What is needed: Pick out every one of the lines below that contains the word "chair" and copy it. Capital and small letters must match.
====== Listing
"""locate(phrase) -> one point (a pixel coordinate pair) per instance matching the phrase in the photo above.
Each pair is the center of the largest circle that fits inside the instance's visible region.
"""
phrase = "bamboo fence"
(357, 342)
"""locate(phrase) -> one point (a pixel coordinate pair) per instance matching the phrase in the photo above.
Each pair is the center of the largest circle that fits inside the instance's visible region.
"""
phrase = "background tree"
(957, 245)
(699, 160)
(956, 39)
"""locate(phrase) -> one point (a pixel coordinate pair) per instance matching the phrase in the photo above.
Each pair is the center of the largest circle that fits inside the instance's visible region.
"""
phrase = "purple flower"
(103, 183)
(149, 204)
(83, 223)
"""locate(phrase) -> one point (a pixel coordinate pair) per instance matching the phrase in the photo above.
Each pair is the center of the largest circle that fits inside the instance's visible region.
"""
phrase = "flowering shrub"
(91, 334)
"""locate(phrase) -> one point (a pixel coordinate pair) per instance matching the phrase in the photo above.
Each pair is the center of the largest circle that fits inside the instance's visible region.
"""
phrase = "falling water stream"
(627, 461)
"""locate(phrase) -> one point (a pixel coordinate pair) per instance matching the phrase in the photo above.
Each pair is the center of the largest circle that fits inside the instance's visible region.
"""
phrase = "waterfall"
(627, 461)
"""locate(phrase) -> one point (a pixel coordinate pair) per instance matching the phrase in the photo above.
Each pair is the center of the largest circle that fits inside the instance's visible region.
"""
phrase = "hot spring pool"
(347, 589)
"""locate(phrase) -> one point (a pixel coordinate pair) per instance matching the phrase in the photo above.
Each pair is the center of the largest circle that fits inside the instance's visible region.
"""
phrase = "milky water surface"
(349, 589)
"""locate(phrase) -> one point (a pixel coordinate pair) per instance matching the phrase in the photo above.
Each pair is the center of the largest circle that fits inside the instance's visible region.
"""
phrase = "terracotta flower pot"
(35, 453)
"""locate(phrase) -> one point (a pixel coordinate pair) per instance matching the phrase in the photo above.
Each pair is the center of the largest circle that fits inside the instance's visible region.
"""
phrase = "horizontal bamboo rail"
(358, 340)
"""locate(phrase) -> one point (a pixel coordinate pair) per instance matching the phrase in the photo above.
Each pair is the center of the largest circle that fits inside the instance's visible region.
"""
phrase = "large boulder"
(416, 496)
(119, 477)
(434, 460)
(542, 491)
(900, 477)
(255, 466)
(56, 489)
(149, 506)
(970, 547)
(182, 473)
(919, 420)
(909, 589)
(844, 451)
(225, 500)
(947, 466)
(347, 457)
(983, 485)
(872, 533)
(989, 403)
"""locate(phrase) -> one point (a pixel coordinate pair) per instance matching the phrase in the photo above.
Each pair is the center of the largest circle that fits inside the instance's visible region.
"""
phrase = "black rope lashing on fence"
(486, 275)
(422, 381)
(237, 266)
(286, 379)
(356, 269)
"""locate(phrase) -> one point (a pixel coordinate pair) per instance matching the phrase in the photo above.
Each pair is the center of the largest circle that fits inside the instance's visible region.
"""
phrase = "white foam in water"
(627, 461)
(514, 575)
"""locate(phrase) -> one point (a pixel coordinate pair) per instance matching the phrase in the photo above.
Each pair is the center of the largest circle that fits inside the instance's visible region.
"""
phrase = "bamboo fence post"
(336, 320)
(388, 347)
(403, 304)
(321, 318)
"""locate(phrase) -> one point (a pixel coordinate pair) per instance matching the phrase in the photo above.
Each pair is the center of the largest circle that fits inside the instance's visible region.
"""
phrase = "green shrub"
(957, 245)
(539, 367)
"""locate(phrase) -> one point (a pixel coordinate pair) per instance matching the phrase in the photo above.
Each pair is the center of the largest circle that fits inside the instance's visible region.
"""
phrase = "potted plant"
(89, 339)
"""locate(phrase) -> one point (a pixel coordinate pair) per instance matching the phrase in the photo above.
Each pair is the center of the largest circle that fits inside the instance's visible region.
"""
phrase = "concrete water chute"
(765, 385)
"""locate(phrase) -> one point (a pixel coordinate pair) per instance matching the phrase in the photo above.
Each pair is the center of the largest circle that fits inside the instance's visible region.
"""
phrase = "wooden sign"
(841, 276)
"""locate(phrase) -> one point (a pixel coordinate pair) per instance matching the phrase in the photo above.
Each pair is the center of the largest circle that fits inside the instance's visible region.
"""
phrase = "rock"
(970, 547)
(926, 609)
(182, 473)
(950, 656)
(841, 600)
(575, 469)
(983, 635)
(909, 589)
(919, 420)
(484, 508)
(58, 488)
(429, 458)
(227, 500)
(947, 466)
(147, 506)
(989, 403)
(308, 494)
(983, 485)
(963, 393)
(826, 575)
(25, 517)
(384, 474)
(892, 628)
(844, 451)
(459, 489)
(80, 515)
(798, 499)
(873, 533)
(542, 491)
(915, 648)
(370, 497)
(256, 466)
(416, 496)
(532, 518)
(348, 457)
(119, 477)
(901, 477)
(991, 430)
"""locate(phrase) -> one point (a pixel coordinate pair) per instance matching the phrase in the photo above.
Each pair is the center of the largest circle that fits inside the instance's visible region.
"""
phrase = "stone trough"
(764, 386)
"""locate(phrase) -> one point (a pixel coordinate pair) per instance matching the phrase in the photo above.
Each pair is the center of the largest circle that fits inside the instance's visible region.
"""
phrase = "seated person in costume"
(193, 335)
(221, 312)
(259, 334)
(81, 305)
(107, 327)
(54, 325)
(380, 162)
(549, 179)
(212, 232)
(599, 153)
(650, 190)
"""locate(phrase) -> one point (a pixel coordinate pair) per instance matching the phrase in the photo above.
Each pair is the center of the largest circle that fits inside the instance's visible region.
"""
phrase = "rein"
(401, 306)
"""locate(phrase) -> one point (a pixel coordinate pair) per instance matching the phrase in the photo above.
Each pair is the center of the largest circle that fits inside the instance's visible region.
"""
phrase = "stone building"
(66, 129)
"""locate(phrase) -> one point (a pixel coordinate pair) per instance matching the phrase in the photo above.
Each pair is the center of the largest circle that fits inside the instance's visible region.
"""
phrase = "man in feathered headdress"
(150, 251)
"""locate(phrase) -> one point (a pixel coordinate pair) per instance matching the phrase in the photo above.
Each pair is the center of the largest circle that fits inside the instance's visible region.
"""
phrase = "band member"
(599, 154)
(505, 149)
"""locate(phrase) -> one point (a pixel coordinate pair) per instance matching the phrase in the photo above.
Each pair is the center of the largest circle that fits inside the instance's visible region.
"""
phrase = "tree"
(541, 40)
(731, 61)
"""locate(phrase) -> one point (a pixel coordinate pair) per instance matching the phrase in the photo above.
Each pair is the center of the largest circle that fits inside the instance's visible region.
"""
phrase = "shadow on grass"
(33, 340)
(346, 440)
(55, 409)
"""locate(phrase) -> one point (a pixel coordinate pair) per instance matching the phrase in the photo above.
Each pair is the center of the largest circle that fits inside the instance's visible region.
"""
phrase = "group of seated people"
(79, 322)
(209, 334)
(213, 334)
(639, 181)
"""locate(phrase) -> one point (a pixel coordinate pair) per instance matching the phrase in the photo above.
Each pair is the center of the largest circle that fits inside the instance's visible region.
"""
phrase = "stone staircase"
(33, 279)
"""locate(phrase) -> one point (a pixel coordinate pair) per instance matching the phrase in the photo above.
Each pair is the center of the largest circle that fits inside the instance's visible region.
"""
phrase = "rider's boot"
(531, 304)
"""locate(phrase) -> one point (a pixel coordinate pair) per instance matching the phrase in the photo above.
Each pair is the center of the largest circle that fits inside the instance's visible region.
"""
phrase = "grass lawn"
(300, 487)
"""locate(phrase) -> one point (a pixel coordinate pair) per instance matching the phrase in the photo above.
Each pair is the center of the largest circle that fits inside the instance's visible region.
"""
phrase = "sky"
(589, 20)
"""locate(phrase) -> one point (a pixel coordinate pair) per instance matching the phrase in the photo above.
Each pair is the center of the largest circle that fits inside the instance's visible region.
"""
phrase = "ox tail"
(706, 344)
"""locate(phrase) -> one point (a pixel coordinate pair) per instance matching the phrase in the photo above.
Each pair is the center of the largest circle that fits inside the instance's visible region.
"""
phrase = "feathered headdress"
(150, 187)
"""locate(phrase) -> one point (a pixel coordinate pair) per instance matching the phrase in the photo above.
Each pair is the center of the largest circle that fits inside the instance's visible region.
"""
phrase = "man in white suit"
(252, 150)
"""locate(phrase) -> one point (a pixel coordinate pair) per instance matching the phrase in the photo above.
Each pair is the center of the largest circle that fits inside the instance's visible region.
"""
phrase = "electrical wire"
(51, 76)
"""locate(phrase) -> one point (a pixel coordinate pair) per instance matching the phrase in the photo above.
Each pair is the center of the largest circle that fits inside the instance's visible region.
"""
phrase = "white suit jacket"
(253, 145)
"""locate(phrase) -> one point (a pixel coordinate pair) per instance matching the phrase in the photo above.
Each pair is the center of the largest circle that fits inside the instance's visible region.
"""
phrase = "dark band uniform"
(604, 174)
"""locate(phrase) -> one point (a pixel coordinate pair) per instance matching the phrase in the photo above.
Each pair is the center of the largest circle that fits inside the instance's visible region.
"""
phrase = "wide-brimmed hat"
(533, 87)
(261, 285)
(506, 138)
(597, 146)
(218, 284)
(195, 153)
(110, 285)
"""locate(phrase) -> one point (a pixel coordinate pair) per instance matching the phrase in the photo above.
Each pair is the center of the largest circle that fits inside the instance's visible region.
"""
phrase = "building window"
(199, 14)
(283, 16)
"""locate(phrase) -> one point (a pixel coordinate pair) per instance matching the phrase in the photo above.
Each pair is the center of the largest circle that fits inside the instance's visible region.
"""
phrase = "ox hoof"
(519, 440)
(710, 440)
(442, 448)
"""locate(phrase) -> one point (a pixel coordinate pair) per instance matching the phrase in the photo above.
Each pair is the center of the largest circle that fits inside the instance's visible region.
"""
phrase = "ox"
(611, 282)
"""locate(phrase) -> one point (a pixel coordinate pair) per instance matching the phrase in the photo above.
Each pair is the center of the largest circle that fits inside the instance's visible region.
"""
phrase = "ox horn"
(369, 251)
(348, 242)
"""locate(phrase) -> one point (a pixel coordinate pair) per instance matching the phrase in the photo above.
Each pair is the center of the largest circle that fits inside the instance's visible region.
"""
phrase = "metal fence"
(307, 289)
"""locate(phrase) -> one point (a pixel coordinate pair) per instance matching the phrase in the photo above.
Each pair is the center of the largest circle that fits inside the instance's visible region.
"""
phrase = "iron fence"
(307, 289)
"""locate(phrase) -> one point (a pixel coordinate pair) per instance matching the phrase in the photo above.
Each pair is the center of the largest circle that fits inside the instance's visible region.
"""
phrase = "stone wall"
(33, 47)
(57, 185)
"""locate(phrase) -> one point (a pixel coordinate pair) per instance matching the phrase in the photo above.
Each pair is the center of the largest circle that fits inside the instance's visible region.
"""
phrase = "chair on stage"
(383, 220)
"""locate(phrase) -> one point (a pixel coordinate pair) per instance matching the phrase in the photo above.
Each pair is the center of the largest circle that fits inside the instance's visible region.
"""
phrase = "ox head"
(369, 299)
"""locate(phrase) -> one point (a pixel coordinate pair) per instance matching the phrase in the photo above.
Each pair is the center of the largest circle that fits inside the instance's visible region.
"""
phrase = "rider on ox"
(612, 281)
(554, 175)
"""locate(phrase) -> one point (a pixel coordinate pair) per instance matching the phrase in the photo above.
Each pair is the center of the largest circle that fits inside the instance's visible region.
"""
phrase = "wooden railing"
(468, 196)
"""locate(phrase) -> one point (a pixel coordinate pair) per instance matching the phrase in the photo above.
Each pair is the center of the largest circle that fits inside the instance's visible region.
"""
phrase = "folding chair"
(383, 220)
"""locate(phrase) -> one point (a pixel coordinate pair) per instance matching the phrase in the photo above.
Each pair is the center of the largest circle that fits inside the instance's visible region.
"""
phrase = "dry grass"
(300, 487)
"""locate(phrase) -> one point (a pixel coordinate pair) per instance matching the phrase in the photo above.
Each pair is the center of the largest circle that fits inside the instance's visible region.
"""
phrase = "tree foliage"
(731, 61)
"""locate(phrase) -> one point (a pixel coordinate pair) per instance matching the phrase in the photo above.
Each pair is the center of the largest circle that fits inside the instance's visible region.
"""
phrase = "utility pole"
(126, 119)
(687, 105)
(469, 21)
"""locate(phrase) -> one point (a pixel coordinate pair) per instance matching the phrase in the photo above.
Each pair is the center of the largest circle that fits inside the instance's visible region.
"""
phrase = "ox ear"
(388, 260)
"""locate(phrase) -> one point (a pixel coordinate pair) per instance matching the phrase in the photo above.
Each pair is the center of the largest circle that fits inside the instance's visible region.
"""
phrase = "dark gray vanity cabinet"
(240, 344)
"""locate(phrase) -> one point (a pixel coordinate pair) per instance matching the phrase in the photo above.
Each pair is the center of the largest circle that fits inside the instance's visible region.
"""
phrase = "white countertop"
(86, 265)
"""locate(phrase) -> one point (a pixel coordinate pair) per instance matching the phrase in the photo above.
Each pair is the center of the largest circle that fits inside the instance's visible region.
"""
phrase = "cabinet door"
============
Completed exercise:
phrase = "chair on stage"
phrase = "folding chair"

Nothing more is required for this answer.